──────── INPUT DATA ────────
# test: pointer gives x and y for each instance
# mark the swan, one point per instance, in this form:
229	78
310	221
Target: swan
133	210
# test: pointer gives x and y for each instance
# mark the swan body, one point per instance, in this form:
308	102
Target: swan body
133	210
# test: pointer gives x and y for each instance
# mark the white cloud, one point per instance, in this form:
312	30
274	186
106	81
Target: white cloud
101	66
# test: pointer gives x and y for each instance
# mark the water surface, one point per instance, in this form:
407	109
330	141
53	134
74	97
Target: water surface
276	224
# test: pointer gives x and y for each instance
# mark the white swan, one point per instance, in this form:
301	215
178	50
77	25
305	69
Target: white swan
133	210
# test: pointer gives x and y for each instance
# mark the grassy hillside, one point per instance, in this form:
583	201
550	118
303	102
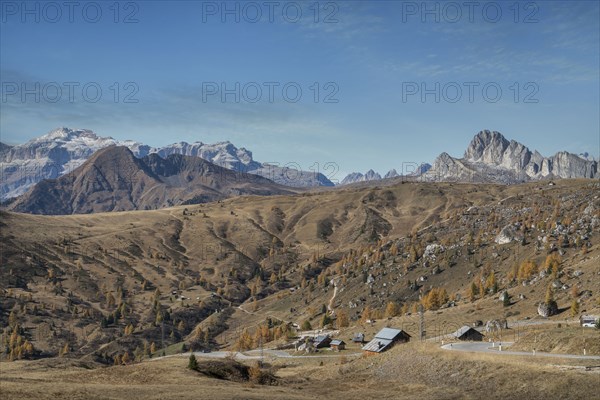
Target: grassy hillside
97	286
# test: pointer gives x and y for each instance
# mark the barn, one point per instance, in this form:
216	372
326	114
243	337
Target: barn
468	334
385	339
337	344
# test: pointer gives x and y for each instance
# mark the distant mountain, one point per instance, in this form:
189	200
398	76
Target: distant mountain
490	157
391	174
371	175
355	177
62	150
113	179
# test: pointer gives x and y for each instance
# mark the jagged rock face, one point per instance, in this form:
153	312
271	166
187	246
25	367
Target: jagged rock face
507	235
63	150
490	157
355	177
391	174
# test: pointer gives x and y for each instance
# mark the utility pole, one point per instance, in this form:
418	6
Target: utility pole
261	351
421	323
162	333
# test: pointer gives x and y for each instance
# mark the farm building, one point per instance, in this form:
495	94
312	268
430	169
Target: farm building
385	339
337	344
358	338
321	341
468	333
────────
INSTRUCTION:
Reproduce the entries above word for word. Pictures stay out.

SOLUTION TO THE PROBLEM:
# test: pointer gives x and y for each instance
# mark the swan, one point per instance, in this form:
229	78
310	221
Target: swan
133	210
# test: pointer gives x and y for each instance
# mark the swan body, one point per instance, in this form:
308	102
Target: swan body
133	210
# test: pointer gives x and y for each instance
# mark the white cloud, one point per instance, in this form:
312	30
274	186
106	81
Target: white cloud
101	66
# test: pointer gives x and y for each instance
# mark the water surface, one point per instance, in this form:
407	109
330	141
53	134
74	97
Target: water surface
276	224
# test: pointer gives x and y for each instance
# mark the white swan, one point per instance, in this form:
301	215
178	50
77	25
305	69
Target: white swan
133	210
# test: pointer gives x and y for each instance
# mark the grassy hillside, one point per instance, in this form:
583	201
550	118
303	102
Target: grassy hillside
97	286
# test: pointer gives x and y for each instance
# mark the barn, one point per instance, in this form:
216	372
326	114
243	337
Target: barn
468	334
385	339
337	344
# test: pointer gives x and y for each instance
# mark the distant mountain, one point per instance, in this form:
189	200
398	76
Target: distant mountain
490	157
391	174
371	175
355	177
62	150
113	179
# test: pointer gives x and y for each instance
# mark the jagged rock face, one point per instance, in this form:
153	312
271	166
187	246
25	367
Target: jagged rock face
507	235
63	150
490	157
355	177
391	174
# test: pointer gives x and y for each instance
# mark the utility pole, one point per instance, in this form:
418	6
Target: utility pole
261	351
421	323
162	333
# test: pointer gives x and y for each instance
# mark the farm building, one point per instance, in this form:
495	94
312	268
430	169
Target: farm building
385	339
337	344
358	338
321	341
468	333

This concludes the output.